*** Given data ***

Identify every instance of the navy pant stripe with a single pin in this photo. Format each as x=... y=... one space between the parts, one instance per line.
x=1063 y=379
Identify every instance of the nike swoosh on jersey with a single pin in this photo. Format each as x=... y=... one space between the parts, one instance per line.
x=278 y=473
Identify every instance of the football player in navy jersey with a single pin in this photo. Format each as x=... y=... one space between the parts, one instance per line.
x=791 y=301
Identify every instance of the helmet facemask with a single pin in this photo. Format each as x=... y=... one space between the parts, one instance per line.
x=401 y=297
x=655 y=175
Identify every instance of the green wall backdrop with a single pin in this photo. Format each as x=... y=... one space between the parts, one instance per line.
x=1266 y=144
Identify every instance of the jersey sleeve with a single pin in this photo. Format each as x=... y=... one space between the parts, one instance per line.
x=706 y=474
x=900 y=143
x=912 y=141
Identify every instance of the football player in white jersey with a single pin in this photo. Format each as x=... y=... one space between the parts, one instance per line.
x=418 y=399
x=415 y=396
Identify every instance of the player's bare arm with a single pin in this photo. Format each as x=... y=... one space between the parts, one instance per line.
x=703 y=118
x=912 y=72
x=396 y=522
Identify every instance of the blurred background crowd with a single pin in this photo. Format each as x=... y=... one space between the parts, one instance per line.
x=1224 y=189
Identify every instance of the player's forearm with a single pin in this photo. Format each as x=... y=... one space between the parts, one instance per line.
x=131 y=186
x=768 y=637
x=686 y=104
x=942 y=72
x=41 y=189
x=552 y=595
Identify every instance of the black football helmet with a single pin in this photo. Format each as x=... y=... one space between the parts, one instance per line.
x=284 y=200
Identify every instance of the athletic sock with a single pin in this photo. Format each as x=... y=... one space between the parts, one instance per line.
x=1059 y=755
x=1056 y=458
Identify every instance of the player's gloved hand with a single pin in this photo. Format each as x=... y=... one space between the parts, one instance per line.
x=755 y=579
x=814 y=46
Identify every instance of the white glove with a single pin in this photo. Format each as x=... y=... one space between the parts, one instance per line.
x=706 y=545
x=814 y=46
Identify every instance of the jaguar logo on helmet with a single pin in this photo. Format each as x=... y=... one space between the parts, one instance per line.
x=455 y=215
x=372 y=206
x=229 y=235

*** End of Given data ***

## What the exercise asks
Extract the full listing above without altering anything.

## Answer to the problem
Identify every instance of the navy pant stripe with a single pin in this photo. Format each as x=... y=... one space between the parts, one instance per line.
x=1063 y=379
Identify every instance of the nike swoosh on jersey with a single pin in this photo. Format each as x=... y=... one space between the parts, one instance per line.
x=278 y=473
Identify every instance of the football player in navy jersey with a single pin in this photo. Format each as x=... y=... one space between the parts, one instance per line.
x=791 y=301
Identify every instance of the helmet facemask with a single pin in this photo. Format each as x=... y=... one space between the parts, one instance per line.
x=401 y=297
x=655 y=175
Identify every instance of the green wall backdrop with a single pin in this photo. Format each as x=... y=... one space between the parts, one instance per line.
x=1266 y=144
Identify every instance of the jersey sleeve with a single pin in this photo. Format each as x=... y=... one space between the parts, one instance per line.
x=706 y=474
x=900 y=143
x=912 y=141
Identify every instance of the football player in white jersey with a single pin in this photo. Format each as x=... y=... one space between the parts, one instance per line.
x=418 y=399
x=415 y=396
Identify every instance of the player's bare arm with a single pin in this photo. Format each as x=... y=... one space between the parts, one instance per line.
x=703 y=118
x=912 y=72
x=396 y=522
Identify every instance of the blurred background crowd with a single pin in this photo. Format each as x=... y=... one space between the parts, one instance per line.
x=1224 y=189
Identify every instance of the player's forearm with a single pin in this photo. Format each as x=... y=... one space between the parts, one instance per line.
x=131 y=186
x=768 y=637
x=686 y=104
x=942 y=72
x=41 y=189
x=552 y=595
Identify every instance of the black football helmet with a single pin in this photo. Format each as x=... y=... one space between the parts, one instance per line.
x=284 y=200
Identify every instance of the athletic sock with a single pin in this photo. Format each as x=... y=... one space between the parts, one instance per line.
x=1059 y=755
x=1056 y=458
Identify every instance of the player's gloved hand with a single pin in this photo. Format each as x=... y=... one space between the parts, one instance per line.
x=755 y=579
x=814 y=46
Identify every instance of the white glove with a single pin in this photo. Format each as x=... y=... one space between the parts, one instance per line.
x=706 y=545
x=814 y=46
Identify every instance of the jaguar logo on helmet with a single pin in this photo. Format each as x=... y=... one space between the parts, one instance per line.
x=455 y=215
x=372 y=206
x=229 y=235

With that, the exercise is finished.